■ Text for analysis ■
It seems that a number of people are lamenting the passing of Voodoo, the high-end gaming company that HP bought in 2006, and more recently, is rumored to have killed off. But the brand and products aren’t going away. The unit is simply being merged into HP. This will mean a number of changes for Voodoo, most good, some possibly bad depending on where you sit. None of this is unusual. Cadillac and Lincoln started out as separate companies at one time and now, decades later, they continue to be distinct from other GM and Ford products.
Let’s chat about why people likely got excited in the first place, and what the future holds for Voodoo.
The Scary Part of an Acquisition
I’ve been part of an acquisition three times in my career, and can categorically say, as an employee at any level in a company: Being acquired tends to suck if you don’t like change. The bigger the differences between the acquired company and the company doing the buying, the greater the process is likely to suck. People who like to work for small companies often don’t fit into large enterprises easily, and it is hardly unusual for the smaller firm to find its offices shut down and the employees, or their jobs, moved to the larger firm to contain costs.’
That is likely how the news of the Voodoo change leaked out. I expect that an employee who really didn’t like the idea of relocating decided to leak the information out about the consolidation, in the hope that the Voodoo fan base would go ballistic and stop the changes. I’ve actually never seen this happen, and the result, typically, is a much higher level of distrust between the parent company and the one that was acquired.

■ Tasks for this exercise ■
1. Please repeat the Voodoo article word for word between "It seems that" and "holds for Voodoo.", inclusive.
2. According to the Voodoo article, in what year did HP buy Voodoo?

■ Given information ■
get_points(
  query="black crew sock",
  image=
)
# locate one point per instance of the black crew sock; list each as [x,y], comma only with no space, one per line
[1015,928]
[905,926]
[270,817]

■ Solutions to each task ■
1.
It seems that a number of people are lamenting the passing of Voodoo, the high-end gaming company that HP bought in 2006, and more recently, is rumored to have killed off. But the brand and products aren’t going away. The unit is simply being merged into HP. This will mean a number of changes for Voodoo, most good, some possibly bad depending on where you sit. None of this is unusual. Cadillac and Lincoln started out as separate companies at one time and now, decades later, they continue to be distinct from other GM and Ford products.
Let’s chat about why people likely got excited in the first place, and what the future holds for Voodoo.

2. 2006